[Region annotation entries]
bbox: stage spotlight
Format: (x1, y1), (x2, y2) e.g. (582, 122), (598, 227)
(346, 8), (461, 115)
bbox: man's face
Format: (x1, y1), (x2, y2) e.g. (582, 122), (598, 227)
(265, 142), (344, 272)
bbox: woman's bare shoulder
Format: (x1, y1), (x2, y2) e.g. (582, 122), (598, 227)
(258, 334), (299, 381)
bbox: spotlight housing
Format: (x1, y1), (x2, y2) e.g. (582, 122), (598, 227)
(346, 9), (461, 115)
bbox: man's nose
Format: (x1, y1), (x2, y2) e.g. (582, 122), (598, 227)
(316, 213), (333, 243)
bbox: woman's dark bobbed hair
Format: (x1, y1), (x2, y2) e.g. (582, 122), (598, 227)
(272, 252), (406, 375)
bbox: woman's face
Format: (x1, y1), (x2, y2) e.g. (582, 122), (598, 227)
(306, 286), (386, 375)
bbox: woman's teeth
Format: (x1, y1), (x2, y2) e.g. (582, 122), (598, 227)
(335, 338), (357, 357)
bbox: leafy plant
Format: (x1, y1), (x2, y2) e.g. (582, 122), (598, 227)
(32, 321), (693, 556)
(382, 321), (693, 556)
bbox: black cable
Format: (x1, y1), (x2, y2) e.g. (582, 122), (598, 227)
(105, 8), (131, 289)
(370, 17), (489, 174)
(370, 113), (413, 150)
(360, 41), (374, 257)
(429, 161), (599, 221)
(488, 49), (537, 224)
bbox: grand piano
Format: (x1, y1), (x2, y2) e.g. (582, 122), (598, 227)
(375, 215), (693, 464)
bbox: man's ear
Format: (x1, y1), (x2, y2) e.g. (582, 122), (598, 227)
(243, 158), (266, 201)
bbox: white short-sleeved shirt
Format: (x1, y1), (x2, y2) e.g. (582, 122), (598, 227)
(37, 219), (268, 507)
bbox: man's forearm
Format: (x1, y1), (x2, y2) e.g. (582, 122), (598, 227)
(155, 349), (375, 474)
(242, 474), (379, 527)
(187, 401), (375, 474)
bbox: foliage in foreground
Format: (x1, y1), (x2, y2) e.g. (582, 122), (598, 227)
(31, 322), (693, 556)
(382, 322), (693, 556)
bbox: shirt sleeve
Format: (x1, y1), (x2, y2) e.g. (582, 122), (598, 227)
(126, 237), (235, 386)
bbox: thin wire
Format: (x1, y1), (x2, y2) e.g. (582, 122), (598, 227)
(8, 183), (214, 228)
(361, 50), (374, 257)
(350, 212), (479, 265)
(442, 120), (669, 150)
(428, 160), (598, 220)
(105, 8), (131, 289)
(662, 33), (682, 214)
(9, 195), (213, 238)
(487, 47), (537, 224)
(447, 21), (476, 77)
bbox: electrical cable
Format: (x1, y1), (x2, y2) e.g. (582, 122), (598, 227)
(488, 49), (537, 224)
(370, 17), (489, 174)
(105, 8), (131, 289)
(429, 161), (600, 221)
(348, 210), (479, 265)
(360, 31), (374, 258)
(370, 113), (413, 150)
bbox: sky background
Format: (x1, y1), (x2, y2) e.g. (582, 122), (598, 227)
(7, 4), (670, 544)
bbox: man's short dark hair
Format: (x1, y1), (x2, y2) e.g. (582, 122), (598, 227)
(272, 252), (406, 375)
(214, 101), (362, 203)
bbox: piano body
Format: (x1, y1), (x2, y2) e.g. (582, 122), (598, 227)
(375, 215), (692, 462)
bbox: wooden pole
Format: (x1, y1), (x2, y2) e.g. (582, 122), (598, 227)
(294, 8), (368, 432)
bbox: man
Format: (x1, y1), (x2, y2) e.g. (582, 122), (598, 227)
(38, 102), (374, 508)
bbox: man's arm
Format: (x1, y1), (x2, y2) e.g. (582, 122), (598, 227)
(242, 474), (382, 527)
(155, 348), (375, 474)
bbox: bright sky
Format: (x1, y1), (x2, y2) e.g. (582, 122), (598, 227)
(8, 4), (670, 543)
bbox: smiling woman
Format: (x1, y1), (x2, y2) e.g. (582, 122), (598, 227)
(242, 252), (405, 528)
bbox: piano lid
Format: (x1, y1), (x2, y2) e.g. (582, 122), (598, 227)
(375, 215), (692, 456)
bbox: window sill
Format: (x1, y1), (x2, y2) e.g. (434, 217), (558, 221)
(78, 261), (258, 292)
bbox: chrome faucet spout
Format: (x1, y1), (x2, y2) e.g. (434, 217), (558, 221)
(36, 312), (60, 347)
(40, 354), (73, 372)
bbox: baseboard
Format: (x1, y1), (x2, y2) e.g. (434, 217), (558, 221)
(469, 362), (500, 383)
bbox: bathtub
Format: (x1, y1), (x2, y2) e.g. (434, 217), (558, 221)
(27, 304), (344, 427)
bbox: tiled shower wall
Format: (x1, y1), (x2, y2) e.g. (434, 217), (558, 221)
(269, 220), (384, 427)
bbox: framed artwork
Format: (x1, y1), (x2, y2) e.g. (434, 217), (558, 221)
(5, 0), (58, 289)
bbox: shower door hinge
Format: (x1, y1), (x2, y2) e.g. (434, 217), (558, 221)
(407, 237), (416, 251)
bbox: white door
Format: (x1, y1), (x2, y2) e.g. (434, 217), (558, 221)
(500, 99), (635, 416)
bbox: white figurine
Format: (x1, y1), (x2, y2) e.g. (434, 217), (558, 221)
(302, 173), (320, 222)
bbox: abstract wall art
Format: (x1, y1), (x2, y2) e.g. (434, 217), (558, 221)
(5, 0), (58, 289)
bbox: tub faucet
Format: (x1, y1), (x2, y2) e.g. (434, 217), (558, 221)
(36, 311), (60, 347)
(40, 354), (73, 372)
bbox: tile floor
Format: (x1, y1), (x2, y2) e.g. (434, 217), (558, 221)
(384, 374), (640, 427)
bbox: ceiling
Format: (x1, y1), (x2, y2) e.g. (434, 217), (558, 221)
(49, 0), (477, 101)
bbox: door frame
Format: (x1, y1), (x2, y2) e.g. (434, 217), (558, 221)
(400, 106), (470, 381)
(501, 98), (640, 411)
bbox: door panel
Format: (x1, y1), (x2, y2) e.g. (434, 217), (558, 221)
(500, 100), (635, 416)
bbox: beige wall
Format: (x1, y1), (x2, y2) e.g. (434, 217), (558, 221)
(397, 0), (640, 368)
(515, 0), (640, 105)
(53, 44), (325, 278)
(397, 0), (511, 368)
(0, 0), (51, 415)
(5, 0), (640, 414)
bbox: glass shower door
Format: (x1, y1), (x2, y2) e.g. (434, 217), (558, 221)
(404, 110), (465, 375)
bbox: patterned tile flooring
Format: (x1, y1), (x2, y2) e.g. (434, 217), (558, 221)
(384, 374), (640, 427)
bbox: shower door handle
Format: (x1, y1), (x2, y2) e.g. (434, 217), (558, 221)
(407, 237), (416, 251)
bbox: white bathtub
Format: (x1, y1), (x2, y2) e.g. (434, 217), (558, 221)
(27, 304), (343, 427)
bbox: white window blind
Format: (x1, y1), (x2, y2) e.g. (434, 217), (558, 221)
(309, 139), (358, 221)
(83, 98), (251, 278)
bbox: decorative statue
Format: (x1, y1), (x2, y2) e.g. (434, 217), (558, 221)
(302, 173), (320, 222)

Job: Please lay out all the lines above as a numbered list, leaving out any blank lines.

Answer to the exercise:
1. bbox: stage spotlight
2. Format: (x1, y1), (x2, y2) e.g. (582, 122), (598, 227)
3. (346, 8), (461, 115)
4. bbox: man's face
5. Format: (x1, y1), (x2, y2) e.g. (582, 122), (598, 227)
6. (265, 142), (344, 272)
7. bbox: woman's bare shoulder
8. Format: (x1, y1), (x2, y2) e.g. (582, 122), (598, 227)
9. (258, 334), (299, 381)
10. bbox: spotlight housing
11. Format: (x1, y1), (x2, y2) e.g. (582, 122), (598, 227)
12. (346, 9), (461, 115)
13. bbox: man's nose
14. Format: (x1, y1), (x2, y2) e.g. (582, 122), (598, 227)
15. (316, 213), (333, 243)
16. bbox: woman's dark bobbed hair
17. Format: (x1, y1), (x2, y2) e.g. (582, 122), (598, 227)
18. (272, 252), (406, 375)
19. bbox: woman's face
20. Format: (x1, y1), (x2, y2) e.g. (582, 122), (598, 227)
21. (306, 286), (386, 375)
22. bbox: woman's teeth
23. Format: (x1, y1), (x2, y2) e.g. (582, 122), (598, 227)
24. (335, 338), (357, 357)
25. bbox: leafy plant
26. Format: (x1, y1), (x2, y2) e.g. (582, 122), (598, 227)
27. (32, 321), (693, 556)
28. (382, 321), (693, 556)
29. bbox: black cable
30. Format: (x1, y1), (x2, y2) e.g. (582, 122), (598, 227)
31. (105, 8), (131, 289)
32. (370, 17), (489, 174)
33. (370, 113), (413, 150)
34. (360, 41), (374, 257)
35. (429, 161), (599, 221)
36. (488, 49), (537, 224)
37. bbox: grand piano
38. Format: (x1, y1), (x2, y2) e.g. (582, 122), (598, 227)
39. (375, 215), (693, 464)
40. bbox: man's ear
41. Format: (x1, y1), (x2, y2) e.g. (582, 122), (598, 227)
42. (243, 158), (266, 201)
43. bbox: white short-sleeved shirt
44. Format: (x1, y1), (x2, y2) e.g. (582, 122), (598, 227)
45. (37, 219), (268, 507)
46. bbox: man's forearm
47. Format: (x1, y1), (x2, y2) e.g. (582, 122), (598, 227)
48. (155, 349), (375, 474)
49. (242, 474), (379, 527)
50. (187, 401), (375, 474)
51. bbox: foliage in foreground
52. Format: (x1, y1), (x2, y2) e.g. (582, 122), (598, 227)
53. (31, 322), (693, 556)
54. (382, 322), (693, 556)
55. bbox: shirt sleeve
56. Format: (x1, y1), (x2, y2) e.g. (582, 122), (598, 227)
57. (126, 237), (235, 386)
58. bbox: thin wire
59. Format: (x1, y1), (x2, y2) e.g. (582, 122), (598, 227)
60. (8, 183), (214, 228)
61. (361, 50), (374, 257)
62. (350, 212), (479, 265)
63. (442, 120), (669, 150)
64. (428, 160), (598, 220)
65. (105, 8), (131, 289)
66. (662, 33), (682, 214)
67. (9, 195), (213, 238)
68. (487, 47), (537, 224)
69. (447, 21), (476, 77)
70. bbox: electrical cable
71. Format: (x1, y1), (x2, y2) e.g. (582, 122), (598, 227)
72. (488, 49), (537, 224)
73. (370, 17), (489, 174)
74. (105, 8), (131, 289)
75. (429, 161), (600, 221)
76. (348, 210), (479, 265)
77. (360, 31), (374, 258)
78. (370, 113), (413, 150)
79. bbox: sky background
80. Format: (x1, y1), (x2, y2) e.g. (582, 122), (598, 227)
81. (7, 4), (670, 544)
82. bbox: man's short dark hair
83. Format: (x1, y1), (x2, y2) e.g. (582, 122), (598, 227)
84. (272, 252), (406, 375)
85. (214, 101), (362, 203)
86. bbox: piano body
87. Format: (x1, y1), (x2, y2) e.g. (582, 122), (598, 227)
88. (375, 215), (692, 462)
89. bbox: wooden pole
90. Format: (x1, y1), (x2, y2) e.g. (582, 122), (598, 227)
91. (294, 8), (368, 432)
92. bbox: man
93. Format: (x1, y1), (x2, y2) e.g. (582, 122), (598, 227)
94. (38, 102), (374, 508)
95. bbox: man's arm
96. Format: (x1, y1), (x2, y2) e.g. (582, 122), (598, 227)
97. (242, 474), (382, 527)
98. (155, 348), (375, 474)
99. bbox: bright sky
100. Format: (x1, y1), (x2, y2) e.g. (582, 122), (598, 227)
101. (8, 4), (670, 543)
102. bbox: smiling woman
103. Format: (x1, y1), (x2, y2) e.g. (582, 122), (598, 227)
104. (242, 252), (405, 528)
105. bbox: piano lid
106. Format: (x1, y1), (x2, y2) e.g. (582, 122), (598, 227)
107. (375, 215), (692, 456)
108. bbox: window sill
109. Format: (x1, y1), (x2, y2) e.g. (434, 217), (558, 221)
110. (78, 261), (258, 292)
111. bbox: chrome faucet spout
112. Format: (x1, y1), (x2, y2) e.g. (434, 217), (558, 221)
113. (36, 312), (60, 347)
114. (40, 354), (73, 372)
115. bbox: baseboard
116. Format: (x1, y1), (x2, y2) e.g. (434, 217), (558, 221)
117. (469, 362), (500, 383)
118. bbox: bathtub
119. Format: (x1, y1), (x2, y2) e.g. (434, 217), (558, 221)
120. (27, 304), (344, 427)
121. bbox: tiled shower wall
122. Format: (x1, y1), (x2, y2) e.g. (434, 217), (558, 221)
123. (269, 220), (384, 427)
124. bbox: framed artwork
125. Format: (x1, y1), (x2, y2) e.g. (434, 217), (558, 221)
126. (5, 0), (58, 289)
127. bbox: shower door hinge
128. Format: (x1, y1), (x2, y2) e.g. (434, 217), (558, 221)
129. (407, 237), (416, 251)
130. bbox: white door
131. Format: (x1, y1), (x2, y2) e.g. (434, 217), (558, 221)
132. (500, 99), (635, 416)
133. bbox: white figurine
134. Format: (x1, y1), (x2, y2) e.g. (434, 217), (558, 221)
135. (302, 173), (320, 222)
136. bbox: abstract wall art
137. Format: (x1, y1), (x2, y2) e.g. (434, 217), (558, 221)
138. (5, 0), (58, 289)
139. bbox: tub faucet
140. Format: (x1, y1), (x2, y2) e.g. (434, 217), (558, 221)
141. (36, 311), (60, 347)
142. (40, 354), (73, 372)
143. bbox: tile floor
144. Format: (x1, y1), (x2, y2) e.g. (434, 217), (558, 221)
145. (384, 374), (640, 427)
146. bbox: ceiling
147. Format: (x1, y1), (x2, y2) e.g. (434, 217), (558, 221)
148. (49, 0), (477, 101)
149. bbox: door frame
150. Format: (x1, y1), (x2, y2) e.g. (434, 217), (558, 221)
151. (400, 106), (470, 381)
152. (501, 98), (640, 411)
153. bbox: door panel
154. Format: (x1, y1), (x2, y2) e.g. (434, 217), (558, 221)
155. (500, 100), (635, 416)
156. bbox: beige wall
157. Format: (x1, y1), (x2, y2) e.g. (434, 217), (558, 221)
158. (397, 0), (640, 368)
159. (515, 0), (640, 105)
160. (53, 44), (325, 278)
161. (397, 0), (511, 368)
162. (0, 0), (51, 415)
163. (5, 0), (640, 414)
164. bbox: glass shower door
165. Format: (x1, y1), (x2, y2) e.g. (434, 217), (558, 221)
166. (404, 110), (465, 375)
167. bbox: patterned tile flooring
168. Format: (x1, y1), (x2, y2) e.g. (434, 217), (558, 221)
169. (384, 374), (640, 427)
170. bbox: shower door handle
171. Format: (x1, y1), (x2, y2) e.g. (434, 217), (558, 221)
172. (407, 237), (416, 251)
173. bbox: white bathtub
174. Format: (x1, y1), (x2, y2) e.g. (434, 217), (558, 221)
175. (27, 304), (343, 427)
176. bbox: white window blind
177. Format: (x1, y1), (x2, y2) e.g. (434, 217), (558, 221)
178. (309, 139), (358, 221)
179. (83, 98), (251, 278)
180. bbox: decorative statue
181. Format: (x1, y1), (x2, y2) e.g. (434, 217), (558, 221)
182. (302, 173), (320, 222)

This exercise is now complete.